SHORT EXERCISE 1
List every line in the records that contains the string "haircut", treating uppercase and lowercase letters as different.

SOURCE
## begin
I have extensive education and experience with all forms of Internet access — dial-up, cable, DSL, satellite, cellular, Wi-Fi, and fiber — at rural, suburban, and urban locations with all major and many minor Internet access service providers.

Dial-up uses pre-existing telephone lines, which carry electric waves; it can not provide broadband Internet access no matter how it is defined (see ahead). Cable uses electric waves in pre-existing cable TV lines. DSL uses electric waves in pre-existing telephone lines that are close enough (~1 mile) to the telephone switching center. Satellite uses radio waves between dishes and satellites. Cellular uses radio waves between cell phones and cell phone towers (and often between cell phone towers). Wi-Fi uses radio waves between computers (including cell phones) and Wi-Fi access points. Best of all by far, fiber uses light waves in fiber optic cables.

All data communication, such as on the Internet, involves waves in a limited band of frequencies; the larger the bandwidth, the more data can be sent in a given time (usually one second), i.e. the higher the speed. Broadband thus technically just means high-speed.

However, when most people think of broadband Internet access they think of, and need, the ability to stream video, whether Internet TV or video calls, on any size screen they want, as much as they want. This is "real" broadband Internet access.

But streaming video on anything but the smallest cell phone screen is very data intensive.
## end
SHORT EXERCISE 2
Reproduce the entire text on Internet access, leaving every character unchanged.

(Object position labeling entries)
## begin
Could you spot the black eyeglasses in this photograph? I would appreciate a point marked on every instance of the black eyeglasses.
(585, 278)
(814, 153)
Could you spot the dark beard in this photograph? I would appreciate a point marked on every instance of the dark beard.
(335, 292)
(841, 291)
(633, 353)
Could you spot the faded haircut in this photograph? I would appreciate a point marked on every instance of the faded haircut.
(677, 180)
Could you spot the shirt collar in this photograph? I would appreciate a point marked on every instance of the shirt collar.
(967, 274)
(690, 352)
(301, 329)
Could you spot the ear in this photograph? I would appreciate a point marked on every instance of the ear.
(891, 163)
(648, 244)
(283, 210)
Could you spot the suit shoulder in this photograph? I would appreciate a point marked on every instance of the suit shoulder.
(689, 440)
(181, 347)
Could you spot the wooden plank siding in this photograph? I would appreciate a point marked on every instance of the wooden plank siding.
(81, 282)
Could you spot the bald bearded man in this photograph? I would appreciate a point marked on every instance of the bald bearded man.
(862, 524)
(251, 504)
## end
## begin
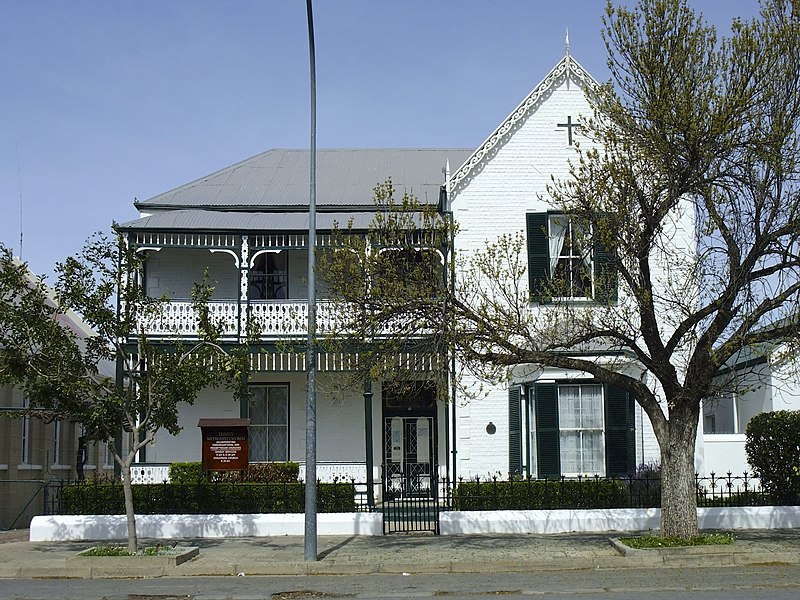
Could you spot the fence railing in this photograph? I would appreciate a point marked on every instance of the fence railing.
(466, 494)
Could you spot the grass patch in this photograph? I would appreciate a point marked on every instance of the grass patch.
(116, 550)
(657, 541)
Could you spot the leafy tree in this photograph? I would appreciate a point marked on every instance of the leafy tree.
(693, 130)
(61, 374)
## end
REPLY 1
Could you spot the faded haircut in this photograph? I would appreciate a point marked on every instance of the faded haircut.

REPLY 2
I have extensive education and experience with all forms of Internet access — dial-up, cable, DSL, satellite, cellular, Wi-Fi, and fiber — at rural, suburban, and urban locations with all major and many minor Internet access service providers.

Dial-up uses pre-existing telephone lines, which carry electric waves; it can not provide broadband Internet access no matter how it is defined (see ahead). Cable uses electric waves in pre-existing cable TV lines. DSL uses electric waves in pre-existing telephone lines that are close enough (~1 mile) to the telephone switching center. Satellite uses radio waves between dishes and satellites. Cellular uses radio waves between cell phones and cell phone towers (and often between cell phone towers). Wi-Fi uses radio waves between computers (including cell phones) and Wi-Fi access points. Best of all by far, fiber uses light waves in fiber optic cables.

All data communication, such as on the Internet, involves waves in a limited band of frequencies; the larger the bandwidth, the more data can be sent in a given time (usually one second), i.e. the higher the speed. Broadband thus technically just means high-speed.

However, when most people think of broadband Internet access they think of, and need, the ability to stream video, whether Internet TV or video calls, on any size screen they want, as much as they want. This is "real" broadband Internet access.

But streaming video on anything but the smallest cell phone screen is very data intensive.